ENTRIES SUPPLIED ▸

□ □ □

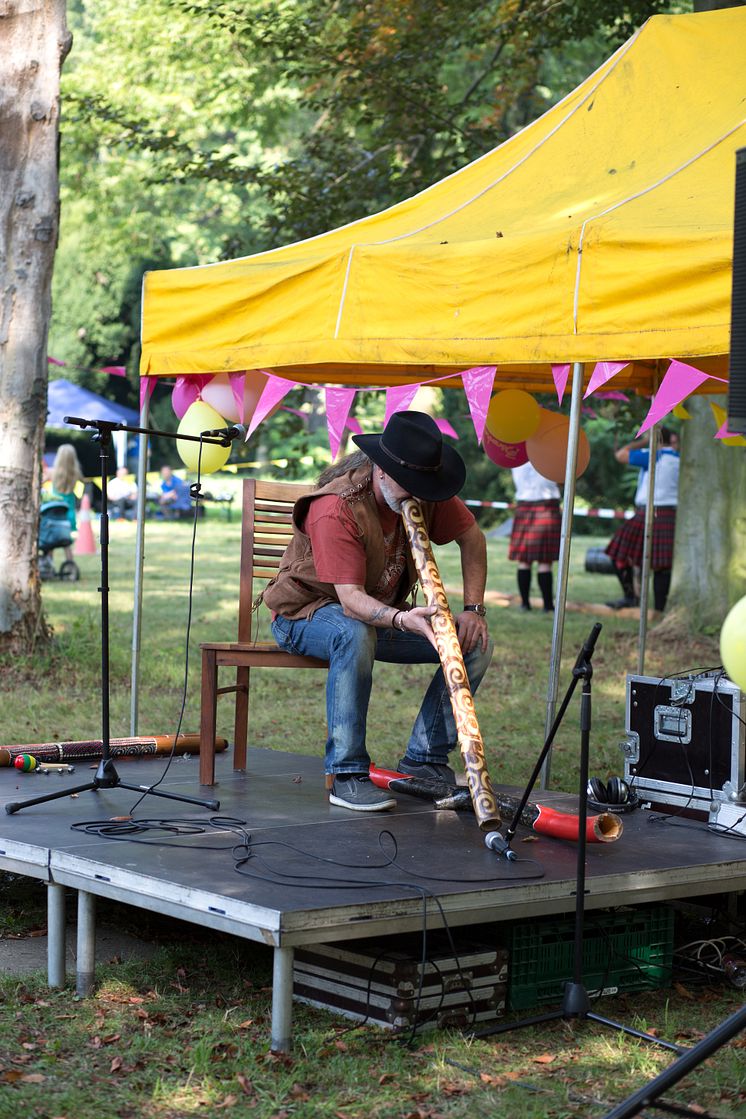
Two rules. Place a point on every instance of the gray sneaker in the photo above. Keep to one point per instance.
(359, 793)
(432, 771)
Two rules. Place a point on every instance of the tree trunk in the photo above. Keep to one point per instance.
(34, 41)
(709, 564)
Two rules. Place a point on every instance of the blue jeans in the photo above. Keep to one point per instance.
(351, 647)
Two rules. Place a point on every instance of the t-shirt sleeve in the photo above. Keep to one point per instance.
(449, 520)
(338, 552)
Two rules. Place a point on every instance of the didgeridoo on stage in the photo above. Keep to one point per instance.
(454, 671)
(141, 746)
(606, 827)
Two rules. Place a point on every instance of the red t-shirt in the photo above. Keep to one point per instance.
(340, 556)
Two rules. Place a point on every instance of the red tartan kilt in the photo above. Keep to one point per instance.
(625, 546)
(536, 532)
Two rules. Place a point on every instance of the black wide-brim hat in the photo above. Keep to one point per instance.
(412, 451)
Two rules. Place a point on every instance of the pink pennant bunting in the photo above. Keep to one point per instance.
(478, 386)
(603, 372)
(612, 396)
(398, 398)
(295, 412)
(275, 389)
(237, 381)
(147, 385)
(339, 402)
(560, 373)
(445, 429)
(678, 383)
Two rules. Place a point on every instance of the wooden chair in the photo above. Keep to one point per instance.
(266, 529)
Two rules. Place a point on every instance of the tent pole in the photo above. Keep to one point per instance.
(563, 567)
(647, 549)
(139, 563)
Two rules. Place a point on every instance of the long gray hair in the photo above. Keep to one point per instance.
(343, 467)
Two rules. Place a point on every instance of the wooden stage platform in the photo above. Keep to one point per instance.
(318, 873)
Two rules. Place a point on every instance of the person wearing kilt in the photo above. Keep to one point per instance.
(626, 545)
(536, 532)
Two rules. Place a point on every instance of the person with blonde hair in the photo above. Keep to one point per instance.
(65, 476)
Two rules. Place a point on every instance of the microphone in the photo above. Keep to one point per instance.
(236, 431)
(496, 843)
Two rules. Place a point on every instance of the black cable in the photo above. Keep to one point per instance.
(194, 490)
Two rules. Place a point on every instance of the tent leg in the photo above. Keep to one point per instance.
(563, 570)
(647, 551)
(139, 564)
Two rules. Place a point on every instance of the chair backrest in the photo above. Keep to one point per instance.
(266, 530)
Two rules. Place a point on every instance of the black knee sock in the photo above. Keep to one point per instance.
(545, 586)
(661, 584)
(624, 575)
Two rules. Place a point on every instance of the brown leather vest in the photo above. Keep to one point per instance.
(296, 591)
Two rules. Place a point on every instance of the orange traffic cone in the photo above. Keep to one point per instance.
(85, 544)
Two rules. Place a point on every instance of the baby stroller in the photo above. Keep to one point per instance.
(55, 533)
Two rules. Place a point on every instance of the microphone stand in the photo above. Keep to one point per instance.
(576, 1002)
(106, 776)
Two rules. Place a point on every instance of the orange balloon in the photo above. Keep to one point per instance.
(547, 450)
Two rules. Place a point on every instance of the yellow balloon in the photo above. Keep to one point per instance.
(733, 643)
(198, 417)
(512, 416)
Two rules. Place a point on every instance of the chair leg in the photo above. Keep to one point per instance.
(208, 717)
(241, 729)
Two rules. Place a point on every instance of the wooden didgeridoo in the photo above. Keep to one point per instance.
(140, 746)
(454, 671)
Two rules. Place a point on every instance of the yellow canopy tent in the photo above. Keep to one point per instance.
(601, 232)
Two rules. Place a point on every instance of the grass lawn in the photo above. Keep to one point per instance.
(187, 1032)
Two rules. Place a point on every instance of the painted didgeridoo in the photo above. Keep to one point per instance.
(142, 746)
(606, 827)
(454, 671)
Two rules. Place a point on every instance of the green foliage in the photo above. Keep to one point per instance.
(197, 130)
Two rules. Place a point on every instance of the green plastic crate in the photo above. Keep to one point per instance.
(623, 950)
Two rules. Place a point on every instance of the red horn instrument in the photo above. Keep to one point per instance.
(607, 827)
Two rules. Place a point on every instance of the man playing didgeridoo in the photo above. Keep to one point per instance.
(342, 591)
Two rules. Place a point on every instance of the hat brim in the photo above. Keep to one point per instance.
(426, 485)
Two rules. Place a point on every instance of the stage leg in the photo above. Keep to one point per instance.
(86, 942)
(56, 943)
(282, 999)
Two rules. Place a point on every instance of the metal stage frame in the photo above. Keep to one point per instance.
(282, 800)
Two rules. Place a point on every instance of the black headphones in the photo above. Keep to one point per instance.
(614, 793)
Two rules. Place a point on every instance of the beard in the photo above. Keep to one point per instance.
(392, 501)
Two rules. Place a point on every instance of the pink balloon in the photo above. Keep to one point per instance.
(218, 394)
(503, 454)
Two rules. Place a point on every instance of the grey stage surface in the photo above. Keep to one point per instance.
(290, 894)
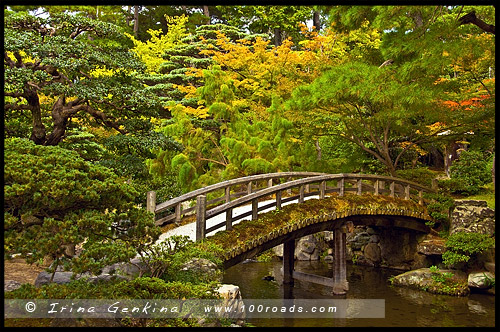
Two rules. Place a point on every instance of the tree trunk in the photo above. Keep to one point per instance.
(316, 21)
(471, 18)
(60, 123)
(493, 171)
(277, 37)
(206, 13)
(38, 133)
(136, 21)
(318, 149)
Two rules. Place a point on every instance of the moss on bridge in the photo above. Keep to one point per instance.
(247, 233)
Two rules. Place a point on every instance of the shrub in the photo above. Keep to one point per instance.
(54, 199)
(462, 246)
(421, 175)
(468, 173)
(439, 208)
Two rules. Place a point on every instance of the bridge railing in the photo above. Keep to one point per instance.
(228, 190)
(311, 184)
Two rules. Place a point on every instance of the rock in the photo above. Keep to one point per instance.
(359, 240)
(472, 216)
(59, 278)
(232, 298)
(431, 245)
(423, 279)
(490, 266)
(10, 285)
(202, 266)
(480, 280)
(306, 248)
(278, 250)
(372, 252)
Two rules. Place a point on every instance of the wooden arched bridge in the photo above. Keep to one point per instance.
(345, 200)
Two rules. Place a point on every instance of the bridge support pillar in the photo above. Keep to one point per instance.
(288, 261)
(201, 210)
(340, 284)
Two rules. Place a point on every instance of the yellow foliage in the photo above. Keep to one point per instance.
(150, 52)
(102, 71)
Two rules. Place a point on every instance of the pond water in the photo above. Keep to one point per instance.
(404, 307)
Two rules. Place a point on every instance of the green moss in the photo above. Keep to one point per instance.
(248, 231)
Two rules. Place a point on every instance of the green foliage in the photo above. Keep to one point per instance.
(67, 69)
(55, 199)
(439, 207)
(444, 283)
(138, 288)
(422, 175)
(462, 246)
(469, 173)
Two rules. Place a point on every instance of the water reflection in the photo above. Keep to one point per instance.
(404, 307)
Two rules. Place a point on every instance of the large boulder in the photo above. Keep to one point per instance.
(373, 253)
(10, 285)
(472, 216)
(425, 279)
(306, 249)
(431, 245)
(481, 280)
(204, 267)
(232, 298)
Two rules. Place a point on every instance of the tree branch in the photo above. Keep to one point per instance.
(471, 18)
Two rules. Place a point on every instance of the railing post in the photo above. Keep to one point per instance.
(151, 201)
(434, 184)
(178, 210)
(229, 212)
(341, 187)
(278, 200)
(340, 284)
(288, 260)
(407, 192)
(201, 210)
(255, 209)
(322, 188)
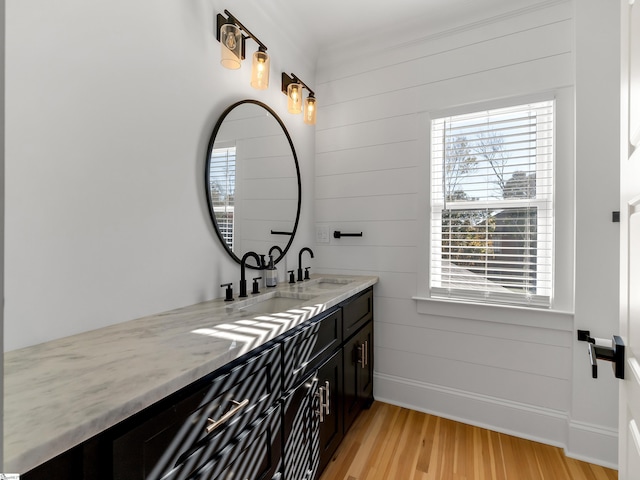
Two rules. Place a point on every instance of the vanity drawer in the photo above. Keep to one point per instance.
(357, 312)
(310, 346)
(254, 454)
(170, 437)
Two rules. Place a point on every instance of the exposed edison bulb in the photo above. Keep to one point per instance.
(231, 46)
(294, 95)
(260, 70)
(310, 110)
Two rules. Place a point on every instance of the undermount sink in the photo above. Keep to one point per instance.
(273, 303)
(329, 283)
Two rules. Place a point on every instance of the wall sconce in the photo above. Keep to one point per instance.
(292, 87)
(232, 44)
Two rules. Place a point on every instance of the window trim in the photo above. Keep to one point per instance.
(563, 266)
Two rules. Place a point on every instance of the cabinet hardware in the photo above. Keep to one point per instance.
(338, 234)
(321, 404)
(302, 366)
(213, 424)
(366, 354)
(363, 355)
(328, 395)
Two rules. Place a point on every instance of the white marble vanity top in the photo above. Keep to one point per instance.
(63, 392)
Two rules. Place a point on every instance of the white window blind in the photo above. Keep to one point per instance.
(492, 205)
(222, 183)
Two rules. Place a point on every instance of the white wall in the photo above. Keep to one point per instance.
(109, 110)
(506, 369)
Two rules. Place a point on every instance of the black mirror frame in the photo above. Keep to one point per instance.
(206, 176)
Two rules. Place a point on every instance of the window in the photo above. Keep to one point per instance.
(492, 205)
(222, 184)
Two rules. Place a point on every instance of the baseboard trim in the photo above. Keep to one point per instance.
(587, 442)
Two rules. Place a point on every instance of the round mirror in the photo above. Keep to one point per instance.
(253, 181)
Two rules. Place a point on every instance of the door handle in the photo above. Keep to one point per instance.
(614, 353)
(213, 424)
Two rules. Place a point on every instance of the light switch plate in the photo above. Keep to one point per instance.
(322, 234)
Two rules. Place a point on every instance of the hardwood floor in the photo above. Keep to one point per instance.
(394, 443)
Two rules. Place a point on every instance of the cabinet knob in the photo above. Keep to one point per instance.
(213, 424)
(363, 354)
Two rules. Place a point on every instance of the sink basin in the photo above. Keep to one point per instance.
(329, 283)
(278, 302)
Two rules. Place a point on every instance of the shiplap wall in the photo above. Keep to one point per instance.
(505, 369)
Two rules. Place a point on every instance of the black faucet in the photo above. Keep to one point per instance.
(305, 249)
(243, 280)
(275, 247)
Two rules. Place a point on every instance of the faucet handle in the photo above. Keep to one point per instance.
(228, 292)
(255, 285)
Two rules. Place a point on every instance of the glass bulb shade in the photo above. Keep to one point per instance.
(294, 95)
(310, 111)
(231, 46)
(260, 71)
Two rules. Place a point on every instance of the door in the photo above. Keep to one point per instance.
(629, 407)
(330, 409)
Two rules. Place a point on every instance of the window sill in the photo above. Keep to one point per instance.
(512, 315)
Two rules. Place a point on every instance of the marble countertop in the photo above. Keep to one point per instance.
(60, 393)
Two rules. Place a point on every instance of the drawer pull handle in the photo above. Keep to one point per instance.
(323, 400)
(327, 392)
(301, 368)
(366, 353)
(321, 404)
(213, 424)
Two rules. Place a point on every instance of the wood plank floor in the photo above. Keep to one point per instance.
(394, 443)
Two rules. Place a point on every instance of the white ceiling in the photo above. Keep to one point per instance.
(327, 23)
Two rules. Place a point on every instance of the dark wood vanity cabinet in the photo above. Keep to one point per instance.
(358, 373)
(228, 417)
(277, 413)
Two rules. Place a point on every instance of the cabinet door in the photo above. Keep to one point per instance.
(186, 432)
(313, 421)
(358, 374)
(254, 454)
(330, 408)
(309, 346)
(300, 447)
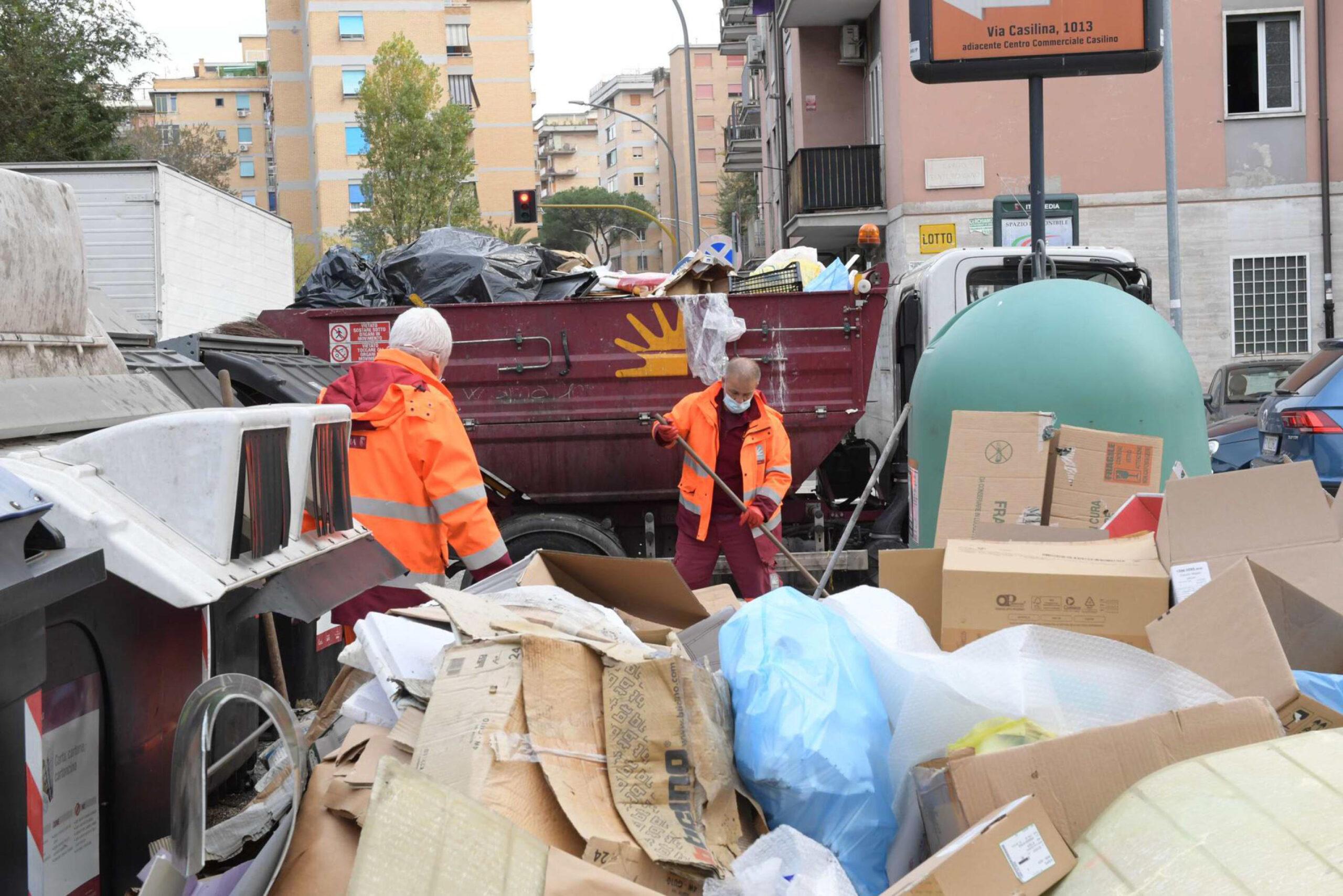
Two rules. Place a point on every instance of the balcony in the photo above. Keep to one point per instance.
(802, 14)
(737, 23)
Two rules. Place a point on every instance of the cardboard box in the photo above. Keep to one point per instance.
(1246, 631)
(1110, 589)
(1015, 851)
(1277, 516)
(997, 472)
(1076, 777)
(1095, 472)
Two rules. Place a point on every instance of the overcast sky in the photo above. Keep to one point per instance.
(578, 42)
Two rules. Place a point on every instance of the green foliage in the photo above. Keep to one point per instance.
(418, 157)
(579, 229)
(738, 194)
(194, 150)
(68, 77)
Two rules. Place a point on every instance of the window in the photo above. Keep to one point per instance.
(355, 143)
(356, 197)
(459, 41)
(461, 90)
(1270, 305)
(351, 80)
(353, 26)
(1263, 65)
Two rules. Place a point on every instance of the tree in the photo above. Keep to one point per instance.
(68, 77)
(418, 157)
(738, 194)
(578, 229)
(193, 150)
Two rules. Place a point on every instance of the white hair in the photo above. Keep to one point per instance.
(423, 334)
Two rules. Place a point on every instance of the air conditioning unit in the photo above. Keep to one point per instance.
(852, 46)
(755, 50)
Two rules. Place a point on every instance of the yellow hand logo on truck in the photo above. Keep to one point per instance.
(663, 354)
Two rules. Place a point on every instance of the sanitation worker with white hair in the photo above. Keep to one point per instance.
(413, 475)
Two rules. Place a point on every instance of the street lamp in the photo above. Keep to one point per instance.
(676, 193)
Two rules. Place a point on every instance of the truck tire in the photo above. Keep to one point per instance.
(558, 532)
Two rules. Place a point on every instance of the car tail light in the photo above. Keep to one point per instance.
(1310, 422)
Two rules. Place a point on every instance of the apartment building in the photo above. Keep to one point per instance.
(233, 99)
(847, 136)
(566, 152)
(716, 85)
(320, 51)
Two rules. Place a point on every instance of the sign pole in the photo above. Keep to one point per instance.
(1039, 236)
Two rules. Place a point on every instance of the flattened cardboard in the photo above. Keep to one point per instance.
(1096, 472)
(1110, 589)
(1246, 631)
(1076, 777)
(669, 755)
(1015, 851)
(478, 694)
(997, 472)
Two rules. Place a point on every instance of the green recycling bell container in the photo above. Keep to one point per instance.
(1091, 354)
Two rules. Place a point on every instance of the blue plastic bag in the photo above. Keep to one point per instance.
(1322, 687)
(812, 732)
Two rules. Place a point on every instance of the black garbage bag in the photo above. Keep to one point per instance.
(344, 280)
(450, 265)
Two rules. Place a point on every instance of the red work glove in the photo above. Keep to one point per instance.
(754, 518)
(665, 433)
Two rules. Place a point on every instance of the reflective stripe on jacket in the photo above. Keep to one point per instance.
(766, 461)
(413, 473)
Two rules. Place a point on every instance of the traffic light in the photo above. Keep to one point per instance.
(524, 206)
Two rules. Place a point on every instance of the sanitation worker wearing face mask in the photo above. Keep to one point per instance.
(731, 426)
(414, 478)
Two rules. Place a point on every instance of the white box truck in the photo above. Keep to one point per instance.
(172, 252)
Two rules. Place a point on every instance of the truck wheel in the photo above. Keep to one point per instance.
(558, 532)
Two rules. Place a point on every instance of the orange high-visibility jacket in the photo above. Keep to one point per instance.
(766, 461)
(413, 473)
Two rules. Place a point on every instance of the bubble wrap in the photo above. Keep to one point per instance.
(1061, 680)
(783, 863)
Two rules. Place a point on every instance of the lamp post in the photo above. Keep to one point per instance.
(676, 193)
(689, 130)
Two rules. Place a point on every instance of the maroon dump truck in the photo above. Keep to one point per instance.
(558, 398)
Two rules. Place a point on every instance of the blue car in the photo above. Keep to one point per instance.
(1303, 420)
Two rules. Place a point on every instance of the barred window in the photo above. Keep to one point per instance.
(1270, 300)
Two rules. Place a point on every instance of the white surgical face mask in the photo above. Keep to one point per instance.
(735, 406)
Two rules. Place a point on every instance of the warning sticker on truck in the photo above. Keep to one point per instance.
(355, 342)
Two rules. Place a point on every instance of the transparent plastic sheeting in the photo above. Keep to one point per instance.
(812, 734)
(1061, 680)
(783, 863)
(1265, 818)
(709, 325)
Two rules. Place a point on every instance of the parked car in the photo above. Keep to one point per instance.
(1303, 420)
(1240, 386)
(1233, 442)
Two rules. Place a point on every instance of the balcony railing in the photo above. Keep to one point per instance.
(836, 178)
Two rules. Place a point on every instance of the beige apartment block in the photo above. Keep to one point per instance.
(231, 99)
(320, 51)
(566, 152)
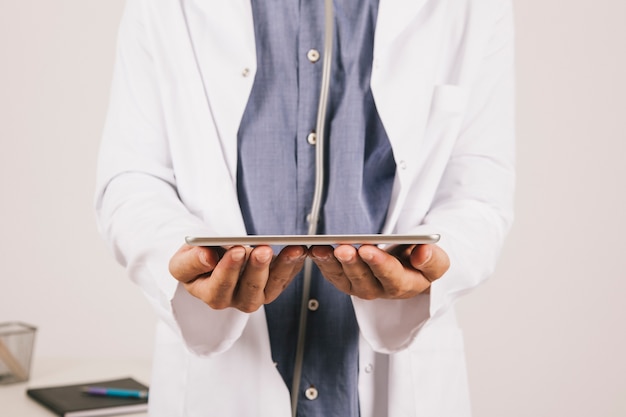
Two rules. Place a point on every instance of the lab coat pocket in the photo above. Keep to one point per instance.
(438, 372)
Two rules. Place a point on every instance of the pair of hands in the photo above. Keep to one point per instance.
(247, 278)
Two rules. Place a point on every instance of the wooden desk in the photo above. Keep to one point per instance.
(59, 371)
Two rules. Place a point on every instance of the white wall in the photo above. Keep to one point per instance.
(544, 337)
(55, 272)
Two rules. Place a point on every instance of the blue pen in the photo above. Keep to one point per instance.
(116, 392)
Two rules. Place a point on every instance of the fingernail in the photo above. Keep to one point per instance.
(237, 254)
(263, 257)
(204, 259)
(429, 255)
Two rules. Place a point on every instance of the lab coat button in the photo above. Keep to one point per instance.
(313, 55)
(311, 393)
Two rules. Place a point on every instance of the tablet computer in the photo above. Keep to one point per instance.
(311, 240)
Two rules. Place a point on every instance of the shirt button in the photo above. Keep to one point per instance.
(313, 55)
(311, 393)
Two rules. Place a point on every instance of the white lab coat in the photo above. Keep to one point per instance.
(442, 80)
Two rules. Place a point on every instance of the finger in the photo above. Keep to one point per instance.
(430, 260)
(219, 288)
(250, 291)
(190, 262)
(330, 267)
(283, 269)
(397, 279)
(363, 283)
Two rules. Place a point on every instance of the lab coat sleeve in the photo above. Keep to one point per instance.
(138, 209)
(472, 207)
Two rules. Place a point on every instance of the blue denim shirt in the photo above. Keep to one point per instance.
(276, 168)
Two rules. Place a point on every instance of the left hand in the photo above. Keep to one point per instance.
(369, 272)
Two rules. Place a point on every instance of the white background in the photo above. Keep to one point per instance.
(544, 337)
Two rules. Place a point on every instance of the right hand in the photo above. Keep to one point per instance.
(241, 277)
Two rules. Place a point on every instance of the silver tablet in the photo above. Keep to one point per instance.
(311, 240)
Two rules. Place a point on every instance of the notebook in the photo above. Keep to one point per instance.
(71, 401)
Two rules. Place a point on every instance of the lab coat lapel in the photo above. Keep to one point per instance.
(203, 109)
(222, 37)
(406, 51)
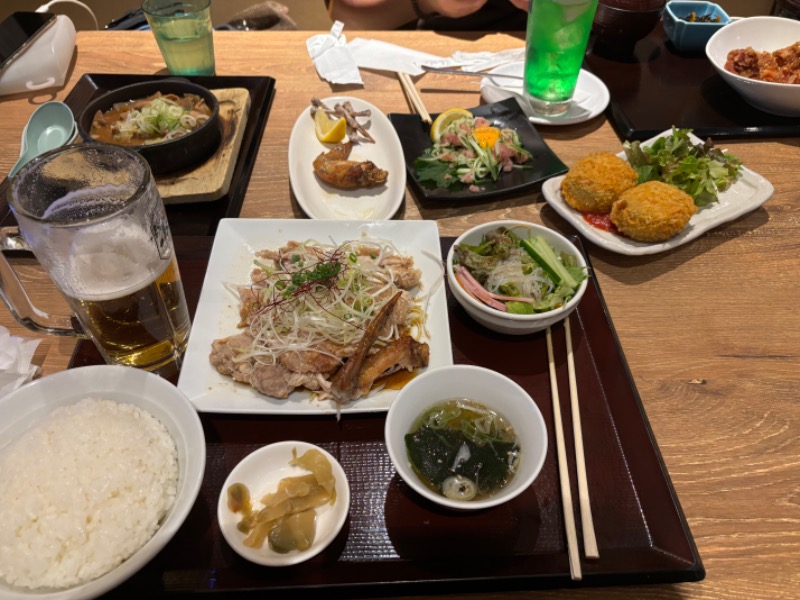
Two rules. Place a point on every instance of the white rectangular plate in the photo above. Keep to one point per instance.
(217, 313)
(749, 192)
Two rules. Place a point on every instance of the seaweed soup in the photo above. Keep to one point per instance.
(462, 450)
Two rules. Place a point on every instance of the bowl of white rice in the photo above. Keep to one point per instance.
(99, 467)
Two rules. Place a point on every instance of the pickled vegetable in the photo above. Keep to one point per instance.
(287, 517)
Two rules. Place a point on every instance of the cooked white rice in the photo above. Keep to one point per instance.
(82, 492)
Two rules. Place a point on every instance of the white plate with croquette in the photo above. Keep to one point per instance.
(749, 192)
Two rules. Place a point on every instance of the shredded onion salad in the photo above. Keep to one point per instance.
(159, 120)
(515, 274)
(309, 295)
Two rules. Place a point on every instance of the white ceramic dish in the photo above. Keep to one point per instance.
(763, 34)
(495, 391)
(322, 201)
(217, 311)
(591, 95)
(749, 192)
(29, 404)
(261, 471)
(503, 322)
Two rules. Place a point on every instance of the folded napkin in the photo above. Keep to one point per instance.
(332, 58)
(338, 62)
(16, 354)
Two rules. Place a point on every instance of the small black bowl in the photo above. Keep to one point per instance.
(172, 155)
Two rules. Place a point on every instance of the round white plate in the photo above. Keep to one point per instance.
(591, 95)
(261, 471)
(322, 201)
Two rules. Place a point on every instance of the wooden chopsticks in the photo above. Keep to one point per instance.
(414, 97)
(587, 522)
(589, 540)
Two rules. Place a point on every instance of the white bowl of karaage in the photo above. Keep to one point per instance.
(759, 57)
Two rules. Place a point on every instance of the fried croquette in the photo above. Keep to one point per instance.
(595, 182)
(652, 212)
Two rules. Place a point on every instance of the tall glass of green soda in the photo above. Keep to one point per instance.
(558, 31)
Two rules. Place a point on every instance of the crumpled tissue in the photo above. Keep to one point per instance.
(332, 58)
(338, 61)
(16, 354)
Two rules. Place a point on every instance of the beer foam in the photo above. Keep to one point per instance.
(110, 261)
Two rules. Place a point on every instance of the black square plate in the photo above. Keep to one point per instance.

□ □ □

Copy out verbatim the lines above, starting with the line that contains "Two rules. Place a point on every instance of the overcast" and continuing through the line that contains "(1310, 422)".

FINISHED EXERCISE ▸
Two rules. Place a point on every instance of the overcast sky in the photo above. Keep to one point per instance.
(578, 42)
Two rules. Place a point on every instance of the green foliage in the photo above. Keep to one point per instance.
(418, 157)
(579, 229)
(738, 194)
(194, 150)
(68, 77)
Two rules. Place a point on every instance of the window in the photo above. Keep to one point per instance.
(355, 143)
(356, 197)
(459, 41)
(461, 90)
(1270, 305)
(351, 80)
(353, 26)
(1263, 65)
Two rules. Place a point on every instance of the tree in the photo above. Keep to one point per instance.
(68, 77)
(418, 157)
(738, 194)
(578, 229)
(193, 150)
Two rules. Place a point on every instance of the white hair in the photo above. Keep to one point per instance.
(423, 334)
Two rules. Place a point on every instance of the air conditioning unit in the photo above. Keep to one point per instance.
(852, 46)
(755, 50)
Two rules. Place a point on every instance of the yellow hand logo on truck in the photo above. Keep to one point per instance.
(663, 354)
Two rules. Place a point on every instance of the sanitation worker with white hair in the photo above. Keep to one point per instance.
(413, 475)
Two rules. Place a point on every instance of the street lamp in the photo above. Keep to one point per instance.
(676, 193)
Two rules. Place a point on every instance of the truck tire in the photo above. Keep to one point per instance.
(558, 532)
Two rules. Place a point on every instance of the car tail light in the photo above. Keep to one point per instance.
(1310, 422)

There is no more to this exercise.